**INSTRUCTION**
Count the lines in the entries below that contain the string "green". Reply with the number only.

**MATERIAL FOR THE TASK**
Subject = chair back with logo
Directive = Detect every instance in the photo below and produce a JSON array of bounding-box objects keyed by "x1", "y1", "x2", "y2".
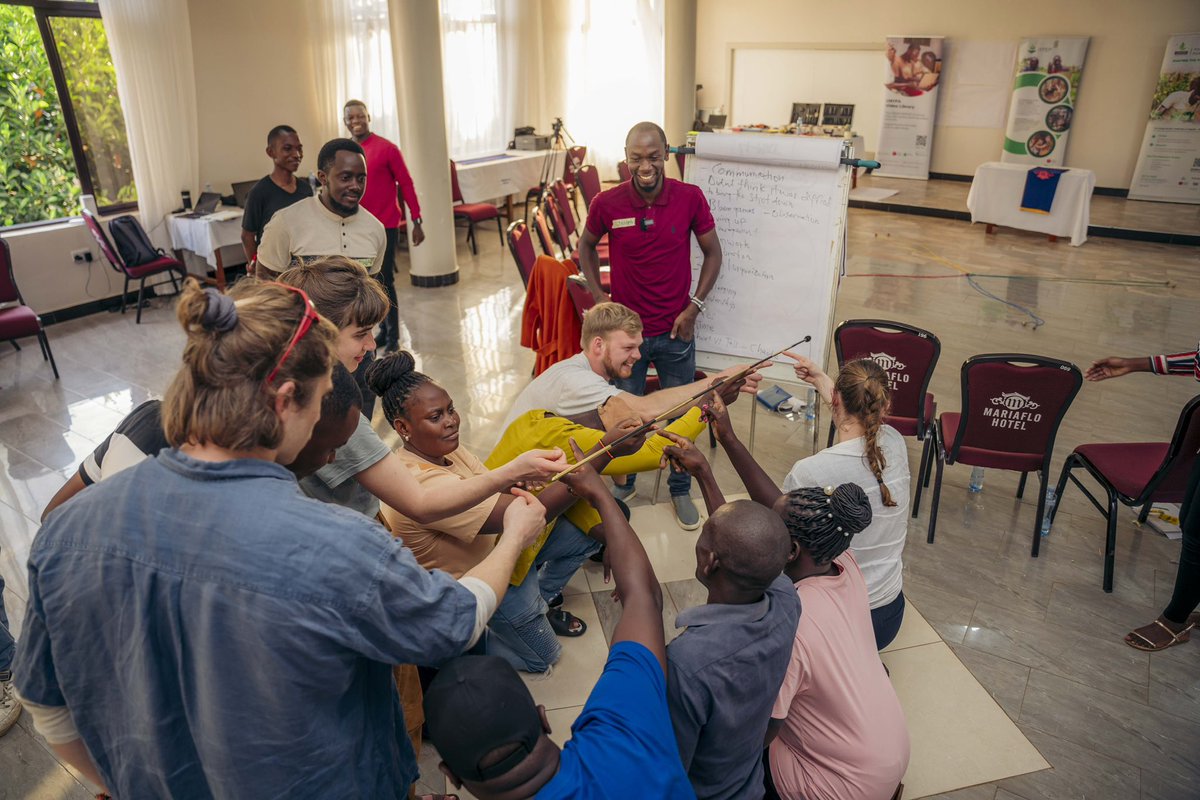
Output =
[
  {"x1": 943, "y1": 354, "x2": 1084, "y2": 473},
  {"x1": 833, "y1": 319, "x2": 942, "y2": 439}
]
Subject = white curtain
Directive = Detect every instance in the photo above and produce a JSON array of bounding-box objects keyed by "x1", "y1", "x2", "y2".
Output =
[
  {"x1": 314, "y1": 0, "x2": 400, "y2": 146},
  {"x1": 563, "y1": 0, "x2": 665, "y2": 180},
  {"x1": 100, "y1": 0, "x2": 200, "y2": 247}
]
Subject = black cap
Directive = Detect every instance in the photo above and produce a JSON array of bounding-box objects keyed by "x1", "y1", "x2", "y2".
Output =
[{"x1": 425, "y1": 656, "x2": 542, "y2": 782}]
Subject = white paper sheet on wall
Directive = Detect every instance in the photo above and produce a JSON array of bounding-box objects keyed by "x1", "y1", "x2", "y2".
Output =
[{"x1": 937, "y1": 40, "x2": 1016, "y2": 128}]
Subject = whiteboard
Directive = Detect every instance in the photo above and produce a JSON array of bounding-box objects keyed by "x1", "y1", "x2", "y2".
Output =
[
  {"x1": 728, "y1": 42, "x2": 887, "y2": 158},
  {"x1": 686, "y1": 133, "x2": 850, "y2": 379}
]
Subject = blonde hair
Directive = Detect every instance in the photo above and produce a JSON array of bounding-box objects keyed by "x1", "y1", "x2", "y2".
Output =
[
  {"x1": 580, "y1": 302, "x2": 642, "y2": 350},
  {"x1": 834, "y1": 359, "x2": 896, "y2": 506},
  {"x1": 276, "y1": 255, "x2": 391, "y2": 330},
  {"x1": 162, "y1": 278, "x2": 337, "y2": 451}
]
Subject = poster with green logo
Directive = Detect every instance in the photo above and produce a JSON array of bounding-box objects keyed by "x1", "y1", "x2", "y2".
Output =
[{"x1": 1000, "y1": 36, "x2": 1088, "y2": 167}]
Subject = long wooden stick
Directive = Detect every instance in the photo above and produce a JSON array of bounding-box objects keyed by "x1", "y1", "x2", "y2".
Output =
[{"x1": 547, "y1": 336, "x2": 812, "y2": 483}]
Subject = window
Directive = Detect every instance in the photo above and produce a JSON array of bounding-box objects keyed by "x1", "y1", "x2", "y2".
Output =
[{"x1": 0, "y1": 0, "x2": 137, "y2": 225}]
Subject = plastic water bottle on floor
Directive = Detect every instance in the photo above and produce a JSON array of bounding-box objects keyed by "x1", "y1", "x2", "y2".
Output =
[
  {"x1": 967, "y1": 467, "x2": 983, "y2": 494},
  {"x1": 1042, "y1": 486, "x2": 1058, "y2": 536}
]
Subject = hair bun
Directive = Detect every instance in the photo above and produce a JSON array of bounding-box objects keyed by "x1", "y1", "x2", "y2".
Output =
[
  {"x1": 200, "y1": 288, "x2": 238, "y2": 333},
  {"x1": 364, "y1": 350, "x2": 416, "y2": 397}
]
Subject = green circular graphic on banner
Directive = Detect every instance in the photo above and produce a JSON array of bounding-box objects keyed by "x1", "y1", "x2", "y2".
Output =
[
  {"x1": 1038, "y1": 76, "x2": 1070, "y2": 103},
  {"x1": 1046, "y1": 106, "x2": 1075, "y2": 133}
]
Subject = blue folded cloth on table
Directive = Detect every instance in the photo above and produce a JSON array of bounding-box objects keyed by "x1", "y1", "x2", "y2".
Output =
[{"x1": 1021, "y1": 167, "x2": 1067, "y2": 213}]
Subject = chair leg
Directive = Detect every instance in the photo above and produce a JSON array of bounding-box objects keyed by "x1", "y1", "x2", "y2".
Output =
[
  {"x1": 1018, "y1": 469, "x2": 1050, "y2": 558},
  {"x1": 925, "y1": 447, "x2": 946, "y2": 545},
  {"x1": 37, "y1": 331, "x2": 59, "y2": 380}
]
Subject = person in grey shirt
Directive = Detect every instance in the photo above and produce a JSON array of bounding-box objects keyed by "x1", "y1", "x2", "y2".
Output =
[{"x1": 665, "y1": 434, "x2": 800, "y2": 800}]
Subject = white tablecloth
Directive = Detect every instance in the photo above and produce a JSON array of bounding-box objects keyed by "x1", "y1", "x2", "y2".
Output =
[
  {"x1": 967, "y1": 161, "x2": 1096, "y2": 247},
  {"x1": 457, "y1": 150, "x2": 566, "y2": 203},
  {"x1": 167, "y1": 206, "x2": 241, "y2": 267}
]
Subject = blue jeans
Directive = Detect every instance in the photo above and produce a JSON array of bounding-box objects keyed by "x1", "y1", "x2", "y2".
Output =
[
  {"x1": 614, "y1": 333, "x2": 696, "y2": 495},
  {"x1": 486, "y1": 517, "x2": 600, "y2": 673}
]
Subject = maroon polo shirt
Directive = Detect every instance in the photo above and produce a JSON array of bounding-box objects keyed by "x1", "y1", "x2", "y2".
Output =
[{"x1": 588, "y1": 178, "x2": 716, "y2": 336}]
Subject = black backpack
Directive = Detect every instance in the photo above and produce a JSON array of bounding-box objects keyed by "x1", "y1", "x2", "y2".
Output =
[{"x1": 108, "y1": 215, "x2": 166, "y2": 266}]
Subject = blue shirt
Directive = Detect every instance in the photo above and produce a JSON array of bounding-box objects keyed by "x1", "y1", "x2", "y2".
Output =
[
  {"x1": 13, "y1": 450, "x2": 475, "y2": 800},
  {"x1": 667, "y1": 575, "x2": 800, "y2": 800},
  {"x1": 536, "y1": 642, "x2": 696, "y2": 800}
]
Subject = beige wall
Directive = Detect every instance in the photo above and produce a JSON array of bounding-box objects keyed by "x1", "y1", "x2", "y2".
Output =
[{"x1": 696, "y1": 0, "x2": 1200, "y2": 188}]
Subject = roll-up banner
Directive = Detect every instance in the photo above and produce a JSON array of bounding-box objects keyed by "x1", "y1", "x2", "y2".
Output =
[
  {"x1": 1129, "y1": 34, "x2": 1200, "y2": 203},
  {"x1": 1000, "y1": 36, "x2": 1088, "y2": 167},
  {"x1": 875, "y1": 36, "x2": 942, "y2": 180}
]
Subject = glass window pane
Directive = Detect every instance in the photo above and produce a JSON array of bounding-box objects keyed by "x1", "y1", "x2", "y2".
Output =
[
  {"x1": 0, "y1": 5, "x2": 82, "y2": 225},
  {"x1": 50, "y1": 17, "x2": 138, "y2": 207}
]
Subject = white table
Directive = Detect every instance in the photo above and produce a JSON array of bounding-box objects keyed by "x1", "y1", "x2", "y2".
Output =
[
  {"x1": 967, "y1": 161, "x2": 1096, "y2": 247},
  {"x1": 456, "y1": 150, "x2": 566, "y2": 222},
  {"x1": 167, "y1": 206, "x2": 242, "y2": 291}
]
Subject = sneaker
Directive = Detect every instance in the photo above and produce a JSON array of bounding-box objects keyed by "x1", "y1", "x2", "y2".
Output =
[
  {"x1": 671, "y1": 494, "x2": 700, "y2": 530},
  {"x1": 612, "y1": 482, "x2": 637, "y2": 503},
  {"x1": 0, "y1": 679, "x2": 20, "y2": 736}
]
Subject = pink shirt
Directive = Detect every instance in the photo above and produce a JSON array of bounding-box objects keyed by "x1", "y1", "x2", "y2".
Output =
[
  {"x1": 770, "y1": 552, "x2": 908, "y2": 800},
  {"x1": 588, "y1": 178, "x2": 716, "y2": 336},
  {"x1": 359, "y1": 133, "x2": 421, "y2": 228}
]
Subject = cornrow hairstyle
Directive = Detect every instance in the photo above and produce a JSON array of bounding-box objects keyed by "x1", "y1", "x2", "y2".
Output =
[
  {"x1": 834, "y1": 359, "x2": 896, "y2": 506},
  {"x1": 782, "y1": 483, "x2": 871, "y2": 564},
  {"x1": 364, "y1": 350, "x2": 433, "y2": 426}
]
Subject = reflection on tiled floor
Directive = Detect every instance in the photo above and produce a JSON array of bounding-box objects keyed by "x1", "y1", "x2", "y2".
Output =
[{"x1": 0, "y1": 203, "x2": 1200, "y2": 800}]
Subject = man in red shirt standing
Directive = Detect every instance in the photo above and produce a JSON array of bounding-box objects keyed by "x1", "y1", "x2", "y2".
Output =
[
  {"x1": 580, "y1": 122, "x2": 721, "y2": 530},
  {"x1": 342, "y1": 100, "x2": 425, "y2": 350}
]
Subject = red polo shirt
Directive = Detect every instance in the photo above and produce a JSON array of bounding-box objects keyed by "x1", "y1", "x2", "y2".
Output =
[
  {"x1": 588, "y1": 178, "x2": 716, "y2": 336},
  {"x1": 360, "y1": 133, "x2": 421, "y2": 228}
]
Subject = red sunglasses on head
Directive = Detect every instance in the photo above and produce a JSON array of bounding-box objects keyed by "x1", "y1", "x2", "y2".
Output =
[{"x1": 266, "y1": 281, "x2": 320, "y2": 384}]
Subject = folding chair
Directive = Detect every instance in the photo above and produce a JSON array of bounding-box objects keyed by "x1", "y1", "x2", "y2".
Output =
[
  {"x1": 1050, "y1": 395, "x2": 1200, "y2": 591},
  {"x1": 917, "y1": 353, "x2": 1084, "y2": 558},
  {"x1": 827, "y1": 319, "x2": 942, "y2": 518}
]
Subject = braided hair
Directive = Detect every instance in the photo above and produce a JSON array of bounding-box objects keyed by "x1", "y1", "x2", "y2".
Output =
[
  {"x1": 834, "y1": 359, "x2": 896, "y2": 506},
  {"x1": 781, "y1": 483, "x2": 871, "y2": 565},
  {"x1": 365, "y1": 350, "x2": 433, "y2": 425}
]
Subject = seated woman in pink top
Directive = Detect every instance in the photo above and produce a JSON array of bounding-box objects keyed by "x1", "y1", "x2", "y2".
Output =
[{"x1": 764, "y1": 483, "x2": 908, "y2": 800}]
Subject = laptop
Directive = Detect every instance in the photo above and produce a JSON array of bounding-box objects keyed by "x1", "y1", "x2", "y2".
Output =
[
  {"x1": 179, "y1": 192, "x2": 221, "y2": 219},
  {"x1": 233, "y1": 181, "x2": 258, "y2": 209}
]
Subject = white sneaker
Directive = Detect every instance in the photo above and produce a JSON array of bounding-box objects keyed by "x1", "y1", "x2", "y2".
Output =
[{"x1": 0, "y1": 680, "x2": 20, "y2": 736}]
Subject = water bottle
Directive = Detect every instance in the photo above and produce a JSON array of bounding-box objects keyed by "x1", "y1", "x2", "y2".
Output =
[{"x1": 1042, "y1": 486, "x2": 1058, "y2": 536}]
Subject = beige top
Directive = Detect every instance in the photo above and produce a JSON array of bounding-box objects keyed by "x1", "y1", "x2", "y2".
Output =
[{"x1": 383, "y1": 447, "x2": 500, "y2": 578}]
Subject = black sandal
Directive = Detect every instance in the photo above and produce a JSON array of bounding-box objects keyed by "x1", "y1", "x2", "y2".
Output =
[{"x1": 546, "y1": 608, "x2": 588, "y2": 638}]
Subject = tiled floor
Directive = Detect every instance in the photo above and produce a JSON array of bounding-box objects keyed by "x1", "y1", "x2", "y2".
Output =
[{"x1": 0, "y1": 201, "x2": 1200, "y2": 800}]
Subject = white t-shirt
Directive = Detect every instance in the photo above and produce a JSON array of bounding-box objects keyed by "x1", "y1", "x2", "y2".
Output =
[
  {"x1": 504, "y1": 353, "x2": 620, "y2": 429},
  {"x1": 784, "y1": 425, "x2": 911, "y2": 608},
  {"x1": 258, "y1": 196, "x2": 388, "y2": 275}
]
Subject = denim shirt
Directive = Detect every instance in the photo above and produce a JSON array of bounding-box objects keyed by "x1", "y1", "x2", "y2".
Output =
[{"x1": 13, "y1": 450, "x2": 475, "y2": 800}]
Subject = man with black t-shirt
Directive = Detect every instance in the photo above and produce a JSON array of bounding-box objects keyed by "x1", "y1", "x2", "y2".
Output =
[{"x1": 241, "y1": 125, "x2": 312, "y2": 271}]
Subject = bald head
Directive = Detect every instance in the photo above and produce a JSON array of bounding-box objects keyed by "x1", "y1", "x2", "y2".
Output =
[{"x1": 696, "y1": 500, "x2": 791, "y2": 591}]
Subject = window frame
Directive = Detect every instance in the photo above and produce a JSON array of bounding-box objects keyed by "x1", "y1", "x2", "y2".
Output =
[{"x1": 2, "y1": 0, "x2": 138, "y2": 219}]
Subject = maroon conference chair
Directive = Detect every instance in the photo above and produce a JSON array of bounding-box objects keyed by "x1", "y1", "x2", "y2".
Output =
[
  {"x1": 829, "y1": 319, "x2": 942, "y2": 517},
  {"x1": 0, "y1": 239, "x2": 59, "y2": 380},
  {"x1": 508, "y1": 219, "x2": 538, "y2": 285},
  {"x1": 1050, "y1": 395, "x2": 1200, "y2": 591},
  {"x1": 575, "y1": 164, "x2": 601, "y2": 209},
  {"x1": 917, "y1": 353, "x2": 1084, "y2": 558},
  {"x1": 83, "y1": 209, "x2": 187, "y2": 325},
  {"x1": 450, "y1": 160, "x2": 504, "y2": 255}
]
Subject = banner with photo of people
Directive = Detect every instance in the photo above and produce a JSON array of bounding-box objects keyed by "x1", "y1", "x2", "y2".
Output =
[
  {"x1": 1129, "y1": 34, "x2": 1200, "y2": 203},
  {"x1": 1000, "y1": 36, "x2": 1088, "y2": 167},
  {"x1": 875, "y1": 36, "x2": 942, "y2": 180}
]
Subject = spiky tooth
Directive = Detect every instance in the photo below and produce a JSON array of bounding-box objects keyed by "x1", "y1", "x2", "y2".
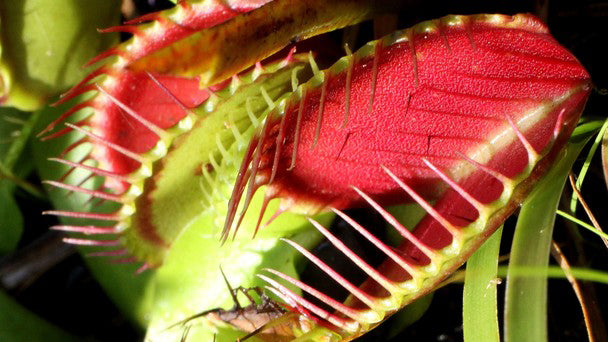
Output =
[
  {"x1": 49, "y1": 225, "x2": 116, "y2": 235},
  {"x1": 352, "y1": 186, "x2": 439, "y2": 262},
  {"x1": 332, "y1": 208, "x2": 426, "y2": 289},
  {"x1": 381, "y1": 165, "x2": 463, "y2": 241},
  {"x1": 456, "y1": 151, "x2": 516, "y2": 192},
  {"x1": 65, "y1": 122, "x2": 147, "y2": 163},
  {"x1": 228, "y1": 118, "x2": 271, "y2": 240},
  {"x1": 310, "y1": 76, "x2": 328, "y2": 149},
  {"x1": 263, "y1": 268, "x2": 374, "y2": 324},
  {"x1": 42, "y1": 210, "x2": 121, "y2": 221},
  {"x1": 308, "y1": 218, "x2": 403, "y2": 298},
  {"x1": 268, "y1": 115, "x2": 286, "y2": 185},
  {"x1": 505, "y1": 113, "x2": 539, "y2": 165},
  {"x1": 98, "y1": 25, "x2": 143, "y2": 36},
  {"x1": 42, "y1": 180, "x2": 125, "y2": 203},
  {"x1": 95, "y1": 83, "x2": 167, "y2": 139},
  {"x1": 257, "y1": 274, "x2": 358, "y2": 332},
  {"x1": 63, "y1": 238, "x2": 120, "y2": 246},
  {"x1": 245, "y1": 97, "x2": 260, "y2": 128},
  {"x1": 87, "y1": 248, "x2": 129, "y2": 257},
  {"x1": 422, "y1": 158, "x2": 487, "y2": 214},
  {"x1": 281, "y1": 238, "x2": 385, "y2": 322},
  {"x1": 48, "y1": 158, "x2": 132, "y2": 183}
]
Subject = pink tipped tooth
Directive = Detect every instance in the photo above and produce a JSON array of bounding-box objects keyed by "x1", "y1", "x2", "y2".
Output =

**TASK SOLUTION**
2